**Texte fourni:**
╔══
De tout temps et en tout lieu, les universités ont été et sont l’un des premiers lieux de la remise en cause de l’oppression politique, et c’est encore plus vrai dans les pays qui souffrent d’un manque de démocratie.
Elles sont le lieu de développement, d’analyse et de remise en cause des savoirs, ce qui suppose liberté de pensée et d’expression, à l’opposé du projet de société du Front National.
Le programme du Front National ne dit en apparence pas grand-chose sur l’enseignement supérieur… Mais sur le fond, il repose massivement sur le rejet de l’Europe, la fermeture de la France au monde, et une construction intellectuelle opposée aux méthodes universitaires.
Renforcer l’unité de la nation par la promotion du roman national ?
Il y a une séparation entre la recherche et l’idéologie. L’idée de roman national fait référence à des épisodes forts, des héros, des hommes providentiels venus sauver la France. Ce roman a pour objectif de construire un imaginaire national, en omettant tout ce qui pourrait contredire le tableau, les événements moins glorieux. La phrase récente de Marine Le Pen sur le Vél d’hiv (« La France n’est pas responsable du Vél d’hiv ») est caractéristique de cette idéologie. Les propositions du Front National sont donc à l’opposé de ce qui anime les enseignants-chercheurs, de ce qui est la nature même de la recherche.
Quitter l’Europe ?
Indépendamment de l’impact terrible que cela aurait sur notre économie, et donc sur le revenu des Français, en particulier les plus pauvres, quitter l’Europe est un non-sens pour les universités. Depuis leur naissance au Moyen-Age, les étudiants ont suivi des cours dans des universités européennes, et leurs maîtres parcouraient aussi l’Europe. D’où le nom donné au programme européen Erasmus, en l’honneur du philosophe Erasme, considéré comme l’une des figures majeures de la culture européenne.
Mais quitter l’Europe, c’est mettre fin justement à Erasmus, à cette fabuleuse aventure. Trente ans après son lancement, le programme d’échanges d’étudiants et d’enseignants est considéré comme l’une des plus grandes réussites de l’Union Européenne : un nombre croissant d’étudiants partent dans un autre pays en formation, en stage. Et reviennent riches de compétences bien sûr, mais aussi de rencontres, d’un autre mode de vie.
╚══
**Données fournies:**
╔══
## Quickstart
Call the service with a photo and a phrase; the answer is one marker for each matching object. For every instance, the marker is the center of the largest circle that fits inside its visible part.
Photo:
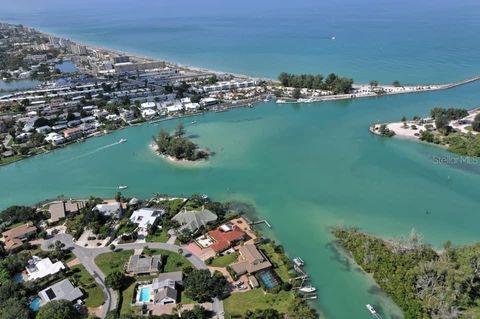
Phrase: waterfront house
╚══
**Consigne:**
Traduisez en anglais cette phrase du texte sur l'université face au Front National : « Ce roman a pour objectif de construire un imaginaire national, en omettant tout ce qui pourrait contredire le tableau, les événements moins glorieux. » Les données proviennent d'une source distincte du texte.

**Réponse attendue:**
The aim of this narrative is to build a national imaginary, leaving out anything that might contradict the picture, the less glorious events.